### Task goal
Keep the pictures out of the copy and print all the entries below exactly.

# start of Supplied information

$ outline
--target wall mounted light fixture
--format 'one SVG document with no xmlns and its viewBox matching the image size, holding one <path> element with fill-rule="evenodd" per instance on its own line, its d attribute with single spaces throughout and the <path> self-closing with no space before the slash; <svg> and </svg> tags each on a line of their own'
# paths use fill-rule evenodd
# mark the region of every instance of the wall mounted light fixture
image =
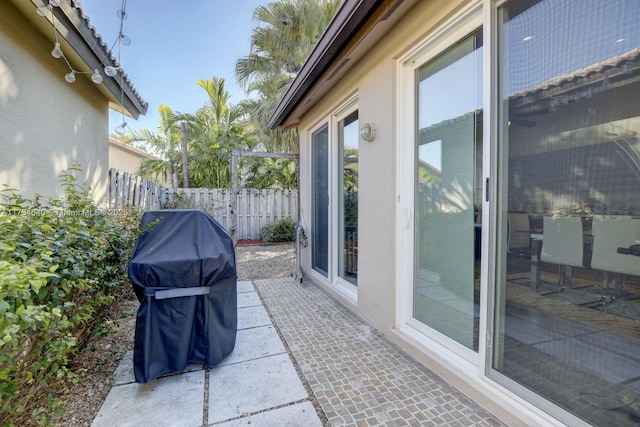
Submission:
<svg viewBox="0 0 640 427">
<path fill-rule="evenodd" d="M 374 124 L 370 122 L 363 124 L 360 128 L 360 136 L 368 142 L 372 142 L 376 139 L 376 127 Z"/>
</svg>

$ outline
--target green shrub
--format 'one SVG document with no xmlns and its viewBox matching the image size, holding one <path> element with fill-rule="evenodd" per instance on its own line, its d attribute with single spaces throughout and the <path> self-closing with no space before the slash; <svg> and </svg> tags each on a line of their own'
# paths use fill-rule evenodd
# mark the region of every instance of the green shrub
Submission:
<svg viewBox="0 0 640 427">
<path fill-rule="evenodd" d="M 0 425 L 47 424 L 48 392 L 125 292 L 140 213 L 99 210 L 72 168 L 64 200 L 0 191 Z M 117 214 L 117 215 L 114 215 Z"/>
<path fill-rule="evenodd" d="M 264 243 L 291 242 L 295 227 L 296 223 L 289 218 L 267 224 L 260 230 L 260 240 Z"/>
</svg>

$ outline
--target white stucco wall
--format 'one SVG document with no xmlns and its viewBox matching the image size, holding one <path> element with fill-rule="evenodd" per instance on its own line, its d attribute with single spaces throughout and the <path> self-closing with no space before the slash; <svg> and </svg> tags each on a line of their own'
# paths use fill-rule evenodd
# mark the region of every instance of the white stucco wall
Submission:
<svg viewBox="0 0 640 427">
<path fill-rule="evenodd" d="M 24 196 L 60 197 L 57 177 L 77 163 L 84 170 L 79 179 L 100 203 L 108 190 L 107 100 L 90 75 L 67 83 L 69 69 L 51 56 L 52 48 L 0 2 L 0 185 Z"/>
</svg>

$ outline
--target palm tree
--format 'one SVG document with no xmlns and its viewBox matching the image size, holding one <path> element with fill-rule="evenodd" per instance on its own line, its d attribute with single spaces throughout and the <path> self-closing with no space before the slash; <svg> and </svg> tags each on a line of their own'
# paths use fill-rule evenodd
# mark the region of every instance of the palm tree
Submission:
<svg viewBox="0 0 640 427">
<path fill-rule="evenodd" d="M 178 114 L 176 120 L 186 124 L 189 141 L 190 180 L 195 187 L 226 188 L 231 186 L 231 153 L 250 149 L 252 135 L 240 126 L 243 110 L 229 104 L 229 93 L 223 78 L 199 80 L 209 102 L 195 114 Z"/>
<path fill-rule="evenodd" d="M 297 151 L 295 131 L 271 130 L 267 121 L 340 4 L 341 0 L 280 0 L 256 8 L 249 55 L 236 62 L 236 77 L 247 93 L 258 95 L 243 106 L 265 149 Z"/>
<path fill-rule="evenodd" d="M 162 178 L 164 182 L 170 182 L 172 187 L 179 186 L 174 172 L 182 166 L 180 149 L 180 131 L 176 127 L 176 114 L 167 105 L 158 107 L 160 122 L 158 132 L 148 129 L 133 130 L 135 141 L 142 141 L 152 149 L 160 159 L 146 159 L 140 164 L 138 173 L 148 179 Z"/>
</svg>

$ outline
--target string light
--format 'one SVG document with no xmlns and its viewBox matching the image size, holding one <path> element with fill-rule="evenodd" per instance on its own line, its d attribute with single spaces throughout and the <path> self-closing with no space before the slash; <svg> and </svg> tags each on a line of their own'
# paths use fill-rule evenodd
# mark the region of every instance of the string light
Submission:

# end of Supplied information

### Result for this task
$ outline
--target wall mounted light fixture
--format 'one SVG document with no xmlns and its viewBox matching the image size, holding one <path> element with fill-rule="evenodd" per instance on its own line, its d attribute with single spaces throughout and the <path> self-closing with no space before the slash; <svg> and </svg> tags each on a line of their own'
# paths use fill-rule evenodd
# mark the region of every instance of the wall mounted light fixture
image =
Submission:
<svg viewBox="0 0 640 427">
<path fill-rule="evenodd" d="M 374 124 L 370 122 L 363 124 L 360 128 L 360 136 L 368 142 L 372 142 L 376 139 L 376 127 Z"/>
</svg>

$ outline
--target green shrub
--format 'one SVG document with no xmlns and its viewBox matching the image size, holding one <path> element with fill-rule="evenodd" per instance on its own line, its d attribute with single spaces throughout and the <path> self-closing with no space before the slash; <svg> and </svg> tags each on a line of their own'
# paths use fill-rule evenodd
# mark the region of every instance of the green shrub
Submission:
<svg viewBox="0 0 640 427">
<path fill-rule="evenodd" d="M 0 425 L 47 424 L 48 392 L 125 292 L 140 213 L 99 210 L 72 168 L 64 200 L 0 191 Z M 117 214 L 117 215 L 114 215 Z"/>
<path fill-rule="evenodd" d="M 264 243 L 291 242 L 295 227 L 296 223 L 289 218 L 267 224 L 260 230 L 260 240 Z"/>
</svg>

$ outline
--target white stucco wall
--format 'one SVG document with no xmlns and its viewBox matching the image size, holding one <path> element with fill-rule="evenodd" per instance on its own line, its d attribute with single spaces throughout and the <path> self-closing with no space before the slash; <svg> and </svg> tags each on a line of their own'
# paths use fill-rule evenodd
# mark the region of every instance of the white stucco wall
Submission:
<svg viewBox="0 0 640 427">
<path fill-rule="evenodd" d="M 24 196 L 60 197 L 57 177 L 77 163 L 84 170 L 79 179 L 100 203 L 108 190 L 107 100 L 90 75 L 67 83 L 69 69 L 51 56 L 52 48 L 0 2 L 0 185 Z"/>
</svg>

$ outline
--target palm tree
--format 'one SVG document with no xmlns and its viewBox matching the image size, holding one <path> element with fill-rule="evenodd" per instance on its own line, its d attribute with single spaces throughout and the <path> self-closing with no space before the slash; <svg> and </svg> tags each on a line of their own'
# paths use fill-rule evenodd
# mark the region of every instance of the palm tree
Submission:
<svg viewBox="0 0 640 427">
<path fill-rule="evenodd" d="M 178 114 L 176 120 L 186 124 L 189 141 L 190 180 L 195 187 L 226 188 L 231 186 L 231 153 L 250 149 L 252 135 L 240 126 L 243 110 L 229 104 L 229 93 L 223 78 L 199 80 L 209 102 L 195 114 Z"/>
<path fill-rule="evenodd" d="M 297 151 L 295 131 L 271 130 L 267 121 L 340 4 L 341 0 L 280 0 L 256 8 L 249 55 L 236 62 L 236 77 L 247 93 L 258 95 L 243 106 L 265 149 Z"/>
<path fill-rule="evenodd" d="M 162 178 L 164 182 L 170 182 L 172 187 L 179 186 L 174 172 L 182 166 L 180 149 L 180 131 L 176 127 L 176 114 L 167 105 L 158 107 L 160 122 L 158 132 L 148 129 L 133 130 L 135 141 L 142 141 L 152 149 L 160 159 L 146 159 L 140 164 L 138 173 L 148 179 Z"/>
</svg>

$ outline
--target string light
--format 'one SVG document with no xmlns and its viewBox matching the image size, holding one <path> element with fill-rule="evenodd" per instance on its own line, its d attribute with single spaces throughout and the <path> self-closing with no space before the slash; <svg> and </svg> tags each on a line of their own'
# paths use fill-rule evenodd
# mark the region of every instance of the string light
Submission:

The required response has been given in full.